= Provided data =
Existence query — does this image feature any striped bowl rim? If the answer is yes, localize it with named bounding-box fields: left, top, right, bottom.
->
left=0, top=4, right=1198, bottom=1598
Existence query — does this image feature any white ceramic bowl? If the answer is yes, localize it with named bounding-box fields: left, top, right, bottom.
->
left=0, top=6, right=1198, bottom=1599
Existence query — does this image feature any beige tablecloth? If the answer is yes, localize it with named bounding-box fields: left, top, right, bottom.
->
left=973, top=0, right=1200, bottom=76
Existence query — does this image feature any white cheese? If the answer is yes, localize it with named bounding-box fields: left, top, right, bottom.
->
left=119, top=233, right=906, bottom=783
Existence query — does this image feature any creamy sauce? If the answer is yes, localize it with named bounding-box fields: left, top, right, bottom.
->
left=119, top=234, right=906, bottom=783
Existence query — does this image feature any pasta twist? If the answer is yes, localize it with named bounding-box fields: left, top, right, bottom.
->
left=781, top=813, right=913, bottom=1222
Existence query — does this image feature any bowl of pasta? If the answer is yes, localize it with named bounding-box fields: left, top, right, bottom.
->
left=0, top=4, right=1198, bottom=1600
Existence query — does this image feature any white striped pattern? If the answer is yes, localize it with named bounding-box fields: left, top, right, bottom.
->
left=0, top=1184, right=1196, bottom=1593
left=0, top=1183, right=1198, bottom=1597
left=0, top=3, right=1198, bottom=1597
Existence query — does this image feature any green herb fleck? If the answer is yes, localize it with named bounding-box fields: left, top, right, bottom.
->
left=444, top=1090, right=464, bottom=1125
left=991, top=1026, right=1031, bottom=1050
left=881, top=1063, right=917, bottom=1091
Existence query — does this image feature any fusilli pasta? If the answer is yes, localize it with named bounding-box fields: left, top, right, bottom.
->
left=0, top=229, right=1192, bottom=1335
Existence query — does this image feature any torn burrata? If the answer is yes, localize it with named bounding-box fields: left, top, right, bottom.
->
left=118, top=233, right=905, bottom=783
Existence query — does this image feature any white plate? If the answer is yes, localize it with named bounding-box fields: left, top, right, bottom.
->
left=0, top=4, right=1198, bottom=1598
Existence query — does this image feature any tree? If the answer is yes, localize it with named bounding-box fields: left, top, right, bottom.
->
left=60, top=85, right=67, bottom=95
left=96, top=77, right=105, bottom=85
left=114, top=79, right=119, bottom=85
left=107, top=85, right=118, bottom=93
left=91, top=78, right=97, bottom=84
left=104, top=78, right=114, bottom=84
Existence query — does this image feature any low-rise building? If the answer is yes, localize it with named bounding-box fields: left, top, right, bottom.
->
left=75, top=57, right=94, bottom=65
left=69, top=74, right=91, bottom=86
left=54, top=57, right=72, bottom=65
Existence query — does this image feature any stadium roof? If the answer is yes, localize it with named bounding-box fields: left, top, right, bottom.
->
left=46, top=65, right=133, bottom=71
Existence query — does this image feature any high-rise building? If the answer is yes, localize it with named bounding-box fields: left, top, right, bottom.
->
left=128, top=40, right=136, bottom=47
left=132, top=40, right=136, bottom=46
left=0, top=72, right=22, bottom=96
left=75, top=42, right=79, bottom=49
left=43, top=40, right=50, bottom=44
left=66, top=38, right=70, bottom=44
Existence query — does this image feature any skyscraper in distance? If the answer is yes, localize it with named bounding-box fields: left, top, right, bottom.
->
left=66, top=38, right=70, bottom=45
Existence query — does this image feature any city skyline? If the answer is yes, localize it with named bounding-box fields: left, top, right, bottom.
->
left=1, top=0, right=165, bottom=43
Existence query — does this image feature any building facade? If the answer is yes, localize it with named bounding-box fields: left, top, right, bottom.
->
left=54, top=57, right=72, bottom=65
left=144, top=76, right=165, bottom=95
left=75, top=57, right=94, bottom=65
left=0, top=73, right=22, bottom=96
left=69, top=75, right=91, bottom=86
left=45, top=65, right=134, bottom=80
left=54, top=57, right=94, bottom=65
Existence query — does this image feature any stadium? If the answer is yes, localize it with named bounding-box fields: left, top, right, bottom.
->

= Description of the task =
Print the entries again so that each one matches exactly.

= Solved exercise =
Existence query — does this image feature any striped bowl rim? If the answer is yes, localize it with named bounding-box fields: left, top, right, bottom.
->
left=0, top=4, right=1198, bottom=1598
Existence query — does this image feature any white ceramic bowl? If the answer is yes, localize it with named bounding-box fields: left, top, right, bottom.
->
left=0, top=6, right=1198, bottom=1599
Existence query — does this image feature any beige tablecloth? If the answer is yes, localize it with named bounding-box fields: left, top, right, bottom.
->
left=973, top=0, right=1200, bottom=76
Existence query — does this image feature any white cheese? If the answer is yes, localize it with named bounding-box fields: left, top, right, bottom.
->
left=119, top=233, right=906, bottom=783
Existence query — does this image feature any creamy sauce? If the answer is yes, localize it with named bounding-box fields: left, top, right, bottom.
->
left=119, top=234, right=906, bottom=783
Existence query — does this image feature any pasta twist? If the answer is yes, localize it with named bounding-box fields: left, top, right, bottom.
->
left=781, top=813, right=913, bottom=1222
Existence query — does this image feature any bowl of pasta? If the answer is yes, localize it with named bounding-box fields: left, top, right, bottom.
->
left=0, top=4, right=1198, bottom=1600
Existence query — does this image feature any white striped pattern? If the answer is yes, localize it with named bounding-box fields: left, top, right, bottom.
->
left=0, top=1184, right=1196, bottom=1593
left=0, top=1183, right=1198, bottom=1597
left=0, top=3, right=1198, bottom=1597
Existence query — does this image feature any green herb fleck? If the answer is yes, localize it with named bounding-box fields: left, top, right, bottom.
->
left=444, top=1090, right=464, bottom=1125
left=991, top=1026, right=1031, bottom=1050
left=881, top=1063, right=917, bottom=1091
Existence query — does this image feature any fusilli pasta? If the answer is yes, localize it with named bounding-box fields: left, top, right, bottom.
->
left=0, top=229, right=1192, bottom=1335
Existence query — does this image feature any torn burrata? If the answer is yes, localize it with named bounding-box fields: left, top, right, bottom.
->
left=118, top=233, right=905, bottom=783
Existence query — does this image feature any white plate? If the answer is yes, localize it with named bounding-box fields: left, top, right, bottom.
->
left=0, top=4, right=1198, bottom=1598
Existence query — does this image feature any tree? If the answer is yes, localize it with named bounding-box fields: left, top, right, bottom.
->
left=60, top=85, right=67, bottom=95
left=96, top=77, right=105, bottom=85
left=114, top=79, right=119, bottom=85
left=107, top=85, right=118, bottom=93
left=91, top=78, right=97, bottom=84
left=104, top=78, right=114, bottom=84
Existence query — does this image feature any low-rise building? If the answer is yes, localize it with named bounding-box fields: left, top, right, bottom.
->
left=75, top=57, right=94, bottom=65
left=69, top=74, right=91, bottom=86
left=54, top=57, right=72, bottom=65
Existence query — does this image feature any stadium roof? If the answer is yes, localize it with named bounding-box fields: left, top, right, bottom.
->
left=46, top=65, right=133, bottom=71
Existence query — does this image feature any high-rise building? If the answer is yes, localize it with named bounding-box fields: left, top, right, bottom.
->
left=128, top=40, right=136, bottom=47
left=132, top=40, right=136, bottom=46
left=0, top=72, right=22, bottom=96
left=75, top=42, right=79, bottom=49
left=43, top=40, right=50, bottom=44
left=66, top=38, right=70, bottom=44
Existence query — does this image feature any skyscraper in distance? If the answer is yes, localize it with named bounding-box fields: left, top, right, bottom.
->
left=66, top=38, right=70, bottom=45
Existence query — does this image feature any city skyline? If the answer is yes, localize it with named bounding-box fields: left, top, right, bottom.
->
left=1, top=0, right=165, bottom=43
Existence query — does this image feature any building facade? If the answer is yes, localize it with named bounding-box fields: left, top, right, bottom.
->
left=54, top=57, right=72, bottom=65
left=144, top=76, right=165, bottom=95
left=75, top=57, right=94, bottom=65
left=0, top=73, right=22, bottom=96
left=69, top=75, right=91, bottom=86
left=45, top=65, right=134, bottom=80
left=54, top=57, right=94, bottom=65
Existence query — does this image feature any stadium? If the answer is yes, localize it with named bounding-box fields: left, top, right, bottom.
->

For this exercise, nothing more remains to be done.